> **Exercise materials**:
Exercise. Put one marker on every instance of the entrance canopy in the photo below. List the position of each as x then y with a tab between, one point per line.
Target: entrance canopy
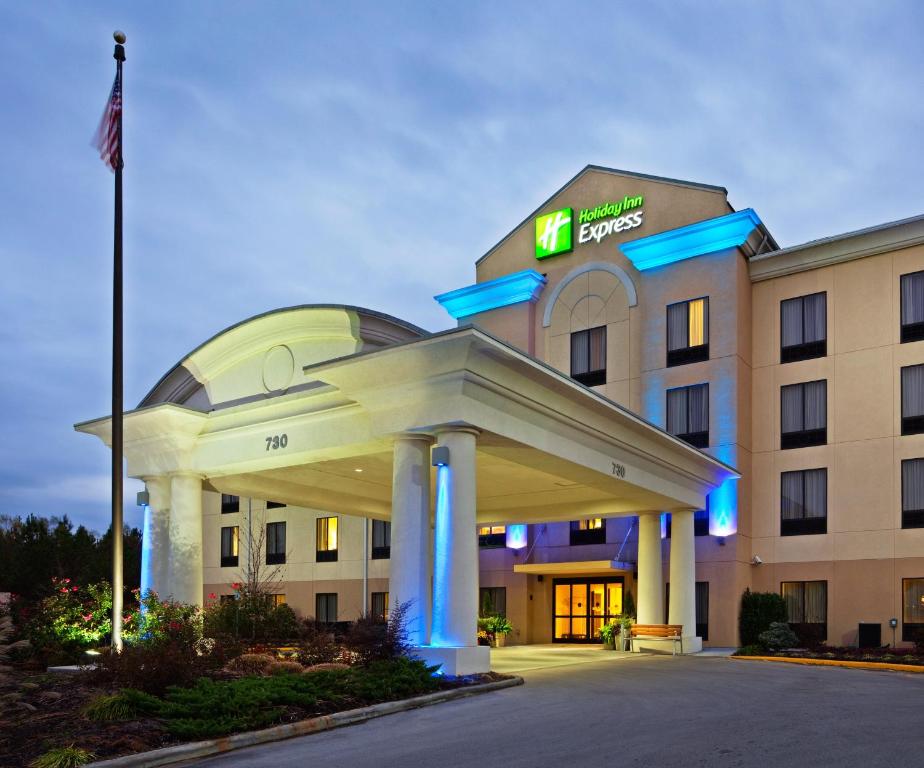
548	448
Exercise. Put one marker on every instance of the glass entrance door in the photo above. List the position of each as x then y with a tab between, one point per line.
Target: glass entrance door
582	606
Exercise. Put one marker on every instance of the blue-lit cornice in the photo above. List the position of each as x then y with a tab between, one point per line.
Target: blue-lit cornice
500	292
692	240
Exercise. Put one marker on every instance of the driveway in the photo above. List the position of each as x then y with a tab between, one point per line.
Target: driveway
652	711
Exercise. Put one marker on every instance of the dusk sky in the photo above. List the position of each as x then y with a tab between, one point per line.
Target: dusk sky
283	153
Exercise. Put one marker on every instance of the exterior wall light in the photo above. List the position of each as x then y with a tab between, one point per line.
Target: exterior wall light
439	456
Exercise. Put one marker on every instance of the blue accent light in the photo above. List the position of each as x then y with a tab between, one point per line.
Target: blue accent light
500	292
723	501
516	536
147	563
692	240
442	552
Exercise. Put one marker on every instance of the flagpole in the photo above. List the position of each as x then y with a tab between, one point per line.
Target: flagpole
117	575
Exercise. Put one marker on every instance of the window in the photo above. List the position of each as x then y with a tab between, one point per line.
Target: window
912	289
229	545
325	607
804	414
803	502
327	540
381	540
588	531
688	332
379	605
807	609
700	522
913	400
688	414
490	536
702	609
275	543
493	601
803	328
588	356
913	493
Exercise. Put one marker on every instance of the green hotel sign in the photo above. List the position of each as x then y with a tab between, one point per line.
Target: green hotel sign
555	231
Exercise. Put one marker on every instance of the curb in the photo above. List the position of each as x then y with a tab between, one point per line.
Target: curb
884	667
182	752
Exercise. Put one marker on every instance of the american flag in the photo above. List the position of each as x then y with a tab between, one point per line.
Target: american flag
107	135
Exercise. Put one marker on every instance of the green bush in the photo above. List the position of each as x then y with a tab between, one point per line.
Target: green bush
778	636
213	708
758	611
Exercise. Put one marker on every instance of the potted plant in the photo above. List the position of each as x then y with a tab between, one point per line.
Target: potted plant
608	634
625	627
499	627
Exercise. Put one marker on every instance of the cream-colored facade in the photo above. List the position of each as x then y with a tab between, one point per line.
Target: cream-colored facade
546	468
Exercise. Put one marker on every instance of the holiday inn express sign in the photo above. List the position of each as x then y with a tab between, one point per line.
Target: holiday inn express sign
555	230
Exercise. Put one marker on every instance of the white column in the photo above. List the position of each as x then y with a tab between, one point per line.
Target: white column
185	580
155	547
409	579
682	607
650	590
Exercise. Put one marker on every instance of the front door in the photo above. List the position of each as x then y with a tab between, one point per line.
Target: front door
582	606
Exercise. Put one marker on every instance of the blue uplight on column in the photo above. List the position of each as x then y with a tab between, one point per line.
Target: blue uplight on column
442	553
516	536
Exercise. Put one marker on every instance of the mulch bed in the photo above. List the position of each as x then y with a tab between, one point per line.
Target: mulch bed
41	711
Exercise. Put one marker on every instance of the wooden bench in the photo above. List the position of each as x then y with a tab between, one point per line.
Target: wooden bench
658	632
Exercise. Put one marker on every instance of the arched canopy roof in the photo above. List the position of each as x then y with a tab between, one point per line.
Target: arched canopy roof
264	355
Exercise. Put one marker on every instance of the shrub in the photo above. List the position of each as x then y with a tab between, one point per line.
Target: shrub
62	757
758	611
778	636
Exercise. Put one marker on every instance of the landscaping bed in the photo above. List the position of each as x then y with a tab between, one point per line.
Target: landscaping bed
55	710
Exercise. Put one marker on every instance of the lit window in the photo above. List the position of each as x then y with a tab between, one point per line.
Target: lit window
588	356
327	540
492	536
229	546
588	531
688	332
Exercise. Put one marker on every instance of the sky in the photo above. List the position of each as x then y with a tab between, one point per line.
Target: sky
282	153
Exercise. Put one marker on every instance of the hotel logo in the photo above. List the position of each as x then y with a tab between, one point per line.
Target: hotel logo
553	233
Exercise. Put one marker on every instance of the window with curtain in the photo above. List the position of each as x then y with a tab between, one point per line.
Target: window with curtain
912	291
688	332
229	546
492	601
275	543
688	414
807	609
590	530
804	414
326	549
378	605
491	536
913	493
913	399
803	502
381	540
325	607
803	328
588	356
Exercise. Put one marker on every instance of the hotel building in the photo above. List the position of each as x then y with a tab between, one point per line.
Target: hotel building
644	392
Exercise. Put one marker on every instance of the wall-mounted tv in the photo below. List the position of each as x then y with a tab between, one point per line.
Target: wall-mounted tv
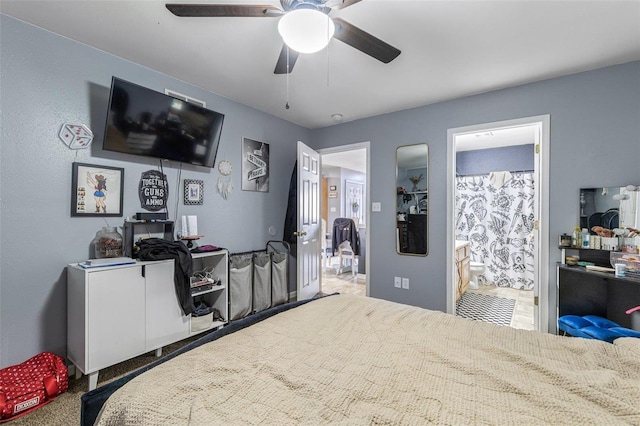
142	121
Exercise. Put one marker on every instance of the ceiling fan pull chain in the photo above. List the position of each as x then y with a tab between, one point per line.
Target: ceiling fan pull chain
286	105
328	37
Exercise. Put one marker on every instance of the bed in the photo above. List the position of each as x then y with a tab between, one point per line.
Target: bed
356	360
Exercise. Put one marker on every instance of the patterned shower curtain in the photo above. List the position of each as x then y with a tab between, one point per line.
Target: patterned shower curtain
497	220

> **Activity**:
Your answer should hold every record above, printed exactly and free of pictures.

> **Written response**:
Exercise. Put one marker on every instance of the entrance canopy in the photo below. List the position of each as x then y with a tab between, one point per line.
Target: entrance canopy
548	448
Exercise. Put one marker on every instance of the glass entrance door in the photo above. List the position of each as x then y with a tab between, one point per line.
Target: glass entrance door
582	606
Exercise. Put one marker on every instance of the blue-lit cornice in the photo above. List the position of each as x then y with a tab between, one point per line.
Target: blue-lit cornice
500	292
692	240
Exercise. Put one marker on every instance of the driveway in the photo above. List the position of each as x then y with a tab between, one point per line.
Target: driveway
652	711
Exercise. Put one marker on every instance of the dusk sky in the photo above. List the position of each as x then y with a tab between, one point per line.
Target: dusk sky
283	153
Exercise. Put one marker on every instance of the exterior wall light in the photo above. List the position of each as x then y with a tab between, one point per line.
Target: exterior wall light
439	456
Exercise. Put one marker on every instance of the blue accent light in the photo above. List the position of each as x then y with a tab between, one point per line.
Target: blue accent light
500	292
723	501
516	536
147	563
692	240
442	552
Exercise. Put one marker on every instance of the flagpole in the photo above. List the position of each as x then y with a tab between, one point per line.
Target: flagpole
117	575
Exercise. Put one marker on every instance of the window in the photo above. List the position of each as x then y with a tab between, one point per line.
Target: window
912	289
229	545
325	607
804	414
803	502
327	540
381	540
588	531
688	332
379	605
807	609
700	522
913	400
688	414
490	536
702	609
275	543
493	601
803	328
588	356
913	493
Exercise. Put one marker on every instance of the green hotel sign in the photo above. List the position of each as x then y with a tab between, one point per line.
Target: green hotel sign
555	231
Exercise. Put one marker on every instance of the curb in the photo above. List the position of each as x then y with a tab between, one point per line.
Target: curb
884	667
182	752
Exercise. Put one marker on every instance of the american flag in the photo above. List the position of each as x then y with a tab between, one point per line.
Target: american flag
107	135
Exercise. Put one marker on every instance of the green bush in the photo above. List the position of each as x then y with a tab between, one point per line.
Target: green bush
778	636
213	708
758	611
Exercise. Put one marker on every instance of the potted plant in the photo above. List the position of each as x then y with a tab between, one point per line.
Target: potted plant
608	634
625	627
499	627
Exercise. Put one marker on every instance of the cream-colored facade in the photo above. List the position of each as x then y with a tab between, one point per line.
Target: cream-colored facade
546	468
Exercise. Put one marker on every instance of the holiday inn express sign in the photo above. List the position of each as x then y with a tab between, one point per line.
Target: holiday inn express sign
555	230
Exercise. Put one marker on every instance of the white column in the photo above. List the position of each as x then y with a tab between, one point per line.
Target: white column
185	580
155	547
409	579
682	607
650	590
Exercise. Put one marker on every instance of the front door in the photo above. List the position of each as x then y with a tab between, one point per line.
Target: front door
582	606
Exercise. Put one marker on every instance of the blue uplight on column in the photo above. List the position of each as x then y with a tab between, one point per line.
Target: blue uplight on column
442	553
516	536
Exercise. Put one marker on every instance of the mulch bed in the photo above. List the position of each as x then y with a tab between, one point per line.
Target: mulch bed
41	711
Exercise. Put one marker on every instance of the wooden bench in the photo above. List the position of each as x then y with a tab between, one point per line.
Target: wooden bench
658	632
Exercise. Put one marker on every instance of the arched canopy roof in the photo above. List the position of each as x then y with a tab between, one point per line.
Target: arched canopy roof
264	355
Exercise. Put one marker on every instance of the shrub in the photo above. List the position of each as x then y with a tab between, one point per line.
Target: shrub
62	757
758	611
778	636
Exercise. Put one marker on every instance of the landscaping bed in the photo above. List the position of each as x then y with a tab between, one point per line.
Target: landscaping bed
55	710
Exercise. Put one marker on every instance of the lit window in the photo above. List the position of each as x then y with a tab between, one point per line.
Target: lit window
588	356
327	540
492	536
229	546
588	531
688	332
Exercise. Put one marker on every instance of the sky in the photo above. List the position of each as x then y with a tab between, one point per line.
Target: sky
282	153
Exercise. Put one marker on every instance of the hotel logo in the photo above. List the position of each as x then y with a tab between, one point per line.
Target: hotel logo
553	233
Exercise. Put one marker on every instance of the window with curtain in the photo above. List the position of each as x then y with a tab between, one point per line.
Target: window with curtain
912	291
688	332
229	546
492	601
275	543
688	414
807	609
590	530
804	414
326	549
378	605
491	536
913	493
913	399
803	502
381	540
325	607
803	328
588	356
Exercise. Put one marker on every instance of the hotel building in the photo above. List the position of each as x then y with a tab between, one point per line.
Target: hotel building
644	392
Exercise. Put one marker on every instance of the wall-mounted tv in the photo below. List the position of each as x then y with a tab between, one point per line.
Target: wall-mounted tv
142	121
Exercise. Put one marker on every instance of the ceiling fan pull chain in the photo above. List the position of each as x then y with a tab between, one point per line.
Target: ceiling fan pull chain
286	105
328	37
Exercise. Put one marker on every instance of the bed in the photo above. List the position of each as x then y with a tab between, one point per line.
Target: bed
356	360
Exercise. Put one marker on every instance of the patterned shower curtain in the photo above. List the position of each as x then y with a tab between, one point per line.
Target: patterned shower curtain
497	220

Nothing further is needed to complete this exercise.